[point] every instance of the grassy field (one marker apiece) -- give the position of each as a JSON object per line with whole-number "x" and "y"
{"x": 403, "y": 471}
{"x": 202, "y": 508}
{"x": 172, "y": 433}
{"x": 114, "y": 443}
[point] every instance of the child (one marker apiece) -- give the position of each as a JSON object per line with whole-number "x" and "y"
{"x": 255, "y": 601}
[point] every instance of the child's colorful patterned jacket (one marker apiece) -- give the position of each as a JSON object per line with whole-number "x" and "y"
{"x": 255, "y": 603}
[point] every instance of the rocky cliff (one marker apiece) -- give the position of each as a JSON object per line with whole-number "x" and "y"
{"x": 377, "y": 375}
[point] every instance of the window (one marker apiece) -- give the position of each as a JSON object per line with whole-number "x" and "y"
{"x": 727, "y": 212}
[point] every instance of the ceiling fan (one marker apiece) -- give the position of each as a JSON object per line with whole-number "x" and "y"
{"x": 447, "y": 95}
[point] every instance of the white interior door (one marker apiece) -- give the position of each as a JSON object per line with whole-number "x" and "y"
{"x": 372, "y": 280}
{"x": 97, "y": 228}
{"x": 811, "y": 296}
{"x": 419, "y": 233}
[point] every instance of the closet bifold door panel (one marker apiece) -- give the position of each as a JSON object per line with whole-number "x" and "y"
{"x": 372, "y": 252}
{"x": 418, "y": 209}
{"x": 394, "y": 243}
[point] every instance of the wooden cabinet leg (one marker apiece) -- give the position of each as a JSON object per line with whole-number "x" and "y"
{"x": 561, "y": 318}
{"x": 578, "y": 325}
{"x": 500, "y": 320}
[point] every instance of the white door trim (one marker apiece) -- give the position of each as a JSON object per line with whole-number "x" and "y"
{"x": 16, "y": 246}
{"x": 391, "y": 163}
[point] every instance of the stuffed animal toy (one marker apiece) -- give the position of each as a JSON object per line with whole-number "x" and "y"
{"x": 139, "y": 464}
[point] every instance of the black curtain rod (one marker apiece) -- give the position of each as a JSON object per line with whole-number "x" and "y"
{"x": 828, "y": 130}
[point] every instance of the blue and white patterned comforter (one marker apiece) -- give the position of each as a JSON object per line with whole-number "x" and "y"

---+---

→ WRITTEN INSTRUCTION
Copy every line of the records word for word.

→ EXPECTED ANSWER
[point] every instance of the grassy field (one marker apiece) -- give the position of each as a JSON object per line with whole-number "x" and "y"
{"x": 403, "y": 471}
{"x": 202, "y": 508}
{"x": 172, "y": 433}
{"x": 114, "y": 443}
[point] every instance of the child (one marker apiece) -- give the position of each as a JSON object per line with whole-number "x" and "y"
{"x": 255, "y": 601}
[point] every instance of the child's colorful patterned jacket (one marker apiece) -- give the position of each as a JSON object per line with whole-number "x" and "y"
{"x": 255, "y": 603}
[point] every instance of the rocky cliff (one marker apiece) -- give the position of each as a JSON object per line with whole-number "x" and "y"
{"x": 377, "y": 375}
[point] every instance of the window (one marker apiece) -- give the position of each as a JSON object per line with whole-number "x" and "y"
{"x": 727, "y": 212}
[point] every instance of the ceiling fan (one marker apiece) -- give the position of each as a JSON object per line with whole-number "x" and "y"
{"x": 447, "y": 95}
[point] every instance of the white interior door (one marker apiece) -- give the position of each as a JSON object per line with whole-number "x" and "y"
{"x": 372, "y": 280}
{"x": 97, "y": 228}
{"x": 811, "y": 296}
{"x": 419, "y": 233}
[point] every instance of the closet bifold door panel (one marker apiece) -- give the position of each as a JSON object per line with whole-number "x" and "y"
{"x": 372, "y": 252}
{"x": 418, "y": 209}
{"x": 394, "y": 243}
[point] every instance of the wooden cabinet leg (one marker apiece) -- give the position of each as a JSON object per line with whole-number "x" and "y"
{"x": 561, "y": 318}
{"x": 578, "y": 325}
{"x": 500, "y": 320}
[point] every instance of the white door trim (one marker apiece) -- give the position of each as a JSON object per line with whole-number "x" and "y"
{"x": 16, "y": 246}
{"x": 391, "y": 163}
[point] every instance of the stuffed animal toy (one marker apiece) -- give the position of each as a JSON object per line with whole-number "x" and "y"
{"x": 139, "y": 464}
[point] every instance of the black curtain rod (one marker apiece) -- give the position of each as a JSON object per line with whole-number "x" and "y"
{"x": 828, "y": 130}
[point] every instance of the blue and white patterned comforter (one marker apiece) -- give the position of each as a JSON object per line with whole-number "x" and "y"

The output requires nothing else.